**What this task involves:** An exact copy of every entry is needed, without any of the pictures.

Dataset records

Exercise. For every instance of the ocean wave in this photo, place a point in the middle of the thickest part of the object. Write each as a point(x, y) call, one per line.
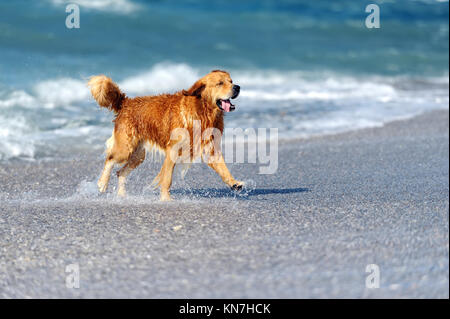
point(299, 104)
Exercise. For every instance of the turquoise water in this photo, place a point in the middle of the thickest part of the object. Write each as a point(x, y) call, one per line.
point(305, 67)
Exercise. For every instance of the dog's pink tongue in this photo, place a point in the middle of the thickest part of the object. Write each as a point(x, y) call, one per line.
point(226, 105)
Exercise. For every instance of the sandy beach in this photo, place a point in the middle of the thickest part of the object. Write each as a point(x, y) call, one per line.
point(336, 204)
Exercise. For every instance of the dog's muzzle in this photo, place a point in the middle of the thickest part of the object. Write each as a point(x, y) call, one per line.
point(226, 105)
point(236, 90)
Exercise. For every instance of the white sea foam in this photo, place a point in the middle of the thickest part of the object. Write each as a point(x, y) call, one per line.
point(299, 104)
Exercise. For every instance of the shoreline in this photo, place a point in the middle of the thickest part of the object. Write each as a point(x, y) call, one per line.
point(335, 205)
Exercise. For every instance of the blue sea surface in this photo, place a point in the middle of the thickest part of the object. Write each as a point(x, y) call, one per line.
point(305, 67)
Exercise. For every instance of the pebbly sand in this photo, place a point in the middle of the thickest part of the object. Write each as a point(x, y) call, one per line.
point(336, 204)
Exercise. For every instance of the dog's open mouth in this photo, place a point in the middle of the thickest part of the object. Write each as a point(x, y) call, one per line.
point(225, 105)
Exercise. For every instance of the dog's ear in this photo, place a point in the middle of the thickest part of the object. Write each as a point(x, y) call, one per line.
point(195, 90)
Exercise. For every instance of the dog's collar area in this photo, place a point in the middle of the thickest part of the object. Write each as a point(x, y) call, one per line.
point(225, 105)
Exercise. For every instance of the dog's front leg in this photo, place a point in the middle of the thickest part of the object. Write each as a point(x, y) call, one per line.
point(166, 177)
point(217, 163)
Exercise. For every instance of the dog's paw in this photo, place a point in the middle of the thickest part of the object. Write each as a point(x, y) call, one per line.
point(102, 187)
point(165, 197)
point(237, 186)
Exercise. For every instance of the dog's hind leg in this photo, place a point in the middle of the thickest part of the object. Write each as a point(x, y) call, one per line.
point(118, 150)
point(164, 178)
point(106, 173)
point(109, 164)
point(135, 160)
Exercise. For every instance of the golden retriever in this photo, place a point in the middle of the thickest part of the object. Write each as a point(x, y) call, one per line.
point(150, 121)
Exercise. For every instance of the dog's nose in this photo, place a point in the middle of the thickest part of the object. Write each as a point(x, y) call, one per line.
point(236, 90)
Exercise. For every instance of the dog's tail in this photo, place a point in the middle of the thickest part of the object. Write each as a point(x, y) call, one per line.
point(106, 93)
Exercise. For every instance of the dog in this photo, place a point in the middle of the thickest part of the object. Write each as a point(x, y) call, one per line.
point(148, 122)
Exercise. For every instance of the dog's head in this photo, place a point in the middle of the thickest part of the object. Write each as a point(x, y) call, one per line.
point(216, 88)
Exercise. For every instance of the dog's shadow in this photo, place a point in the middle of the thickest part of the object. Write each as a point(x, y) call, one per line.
point(245, 193)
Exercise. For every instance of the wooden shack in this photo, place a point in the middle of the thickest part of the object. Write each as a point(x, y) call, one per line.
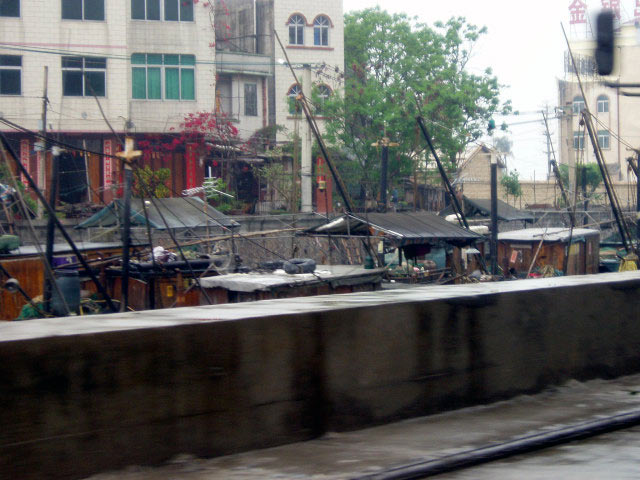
point(535, 248)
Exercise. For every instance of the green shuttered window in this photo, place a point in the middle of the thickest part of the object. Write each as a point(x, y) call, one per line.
point(163, 76)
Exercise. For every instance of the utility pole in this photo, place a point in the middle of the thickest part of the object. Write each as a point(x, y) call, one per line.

**Exercise output:**
Exercise. For every instance of the ocean wave in this photo, place a point in the middle of the thickest part of the object. Write each as a point(x, y) call, one per line.
point(299, 104)
Exercise. For every instance of the turquoise water in this photo, place a point in the middle of the thickest part of the object. Write each as a point(x, y) call, one per line.
point(305, 67)
Exercise. For every instance of the dog's pink tongue in this photo, place a point in the middle of the thickest part of the object. Write each as a point(x, y) call, one per line.
point(226, 105)
Exercise. For every instance of the sandy beach in this photo, place a point in the middle of the thickest part of the object. Write each as a point(x, y) call, one per line.
point(336, 204)
Exercise. For every instance of the dog's muzzle in this photo, place a point in the middle of the thickest part of the object. Write each as a point(x, y) call, one per line.
point(226, 105)
point(236, 90)
Exercise. For every instance of the white sea foam in this photo, place a point in the middle of the thickest part of the object. Write each as a point(x, y) call, one per line.
point(299, 104)
Exercise. For every instance of the shoreline in this photo, place a point in the middle of the thickest part of the object. Write each as a point(x, y) call, one per line.
point(335, 205)
Exercise. For every instance of the blue sea surface in this photo, place a point in the middle of the thickest part of the object. Write each as a point(x, y) call, one per line.
point(305, 67)
Exercise. For every instance of the pebbly sand in this photo, place a point in the middle of the thickest part of the object. Write each as a point(x, y) call, one per line.
point(336, 204)
Exercise. For every instance of the dog's open mouth in this photo, place a point in the middle of the thickest part of the object. Write each as a point(x, y) call, one per line.
point(225, 105)
Exercise. For every instance of the dog's ear in this photo, place a point in the middle of the thickest part of the object. Write each as a point(x, y) call, one per line.
point(195, 90)
Exercise. For every instance of the dog's collar area in this photo, place a point in the middle of the thickest part of the object. Write each as a point(x, y) call, one per line.
point(225, 105)
Exercise. For every instance of the dog's front leg in this photo, place a point in the middle of the thickest part of the object. Write each as a point(x, y) call, one per line.
point(166, 177)
point(217, 163)
Exercise. For every instance of the dog's paw in this photo, place a point in the middle of the thickest part of the object. Write each as a point(x, y) call, one per line.
point(102, 187)
point(165, 197)
point(237, 186)
Exercise. For every instance of the dog's hind leg in this photo, place a point in the middle of the thickest part of the object. Write each as a point(x, y) call, one per line.
point(118, 150)
point(164, 178)
point(106, 173)
point(109, 164)
point(135, 160)
Exercise. For every instance of the golden retriever in this photo, place a point in the middle of the thickest part of the object. Write each as a point(x, y) call, one per line.
point(150, 121)
Exercise. For every instance of the dog's nose in this photo, place a point in the middle of the thickest part of the object. Write each as a point(x, y) call, one per line.
point(236, 90)
Exercise. For every instance of the dog's tail in this photo, place a point in the middle of the thickest part of the object. Write each as a point(x, y) call, one per line.
point(106, 93)
Exercise. For every instance of the dog in this photo, place a point in the middle of the thickest part of the object. Write each as a point(x, y) call, one per line.
point(148, 122)
Exercise. For every instance of the dog's head in this photo, place a point in the middle of the thickest part of the object. Write each as a point(x, y) call, one per line.
point(216, 88)
Exercise. For every instance of the dog's shadow in this photo, place a point in the middle of the thickest part of the object. Write each as a point(x, y) call, one per line.
point(245, 193)
Exercise. For every instance of the wooden shack in this photo, place a point in the middle of the thickest part of the object. Write each as a point(x, y) call, one per line.
point(535, 248)
Exercise. For every instance of the green shuttered window in this photo, place a point in the middle of the thickest part of the object. Write each as a point(x, y) call, one per line.
point(163, 76)
Exercise. For every instance of the utility pole in this photo, place a point in the middle of the thickest part of the object. Write each as a point(x, y) call, one per line.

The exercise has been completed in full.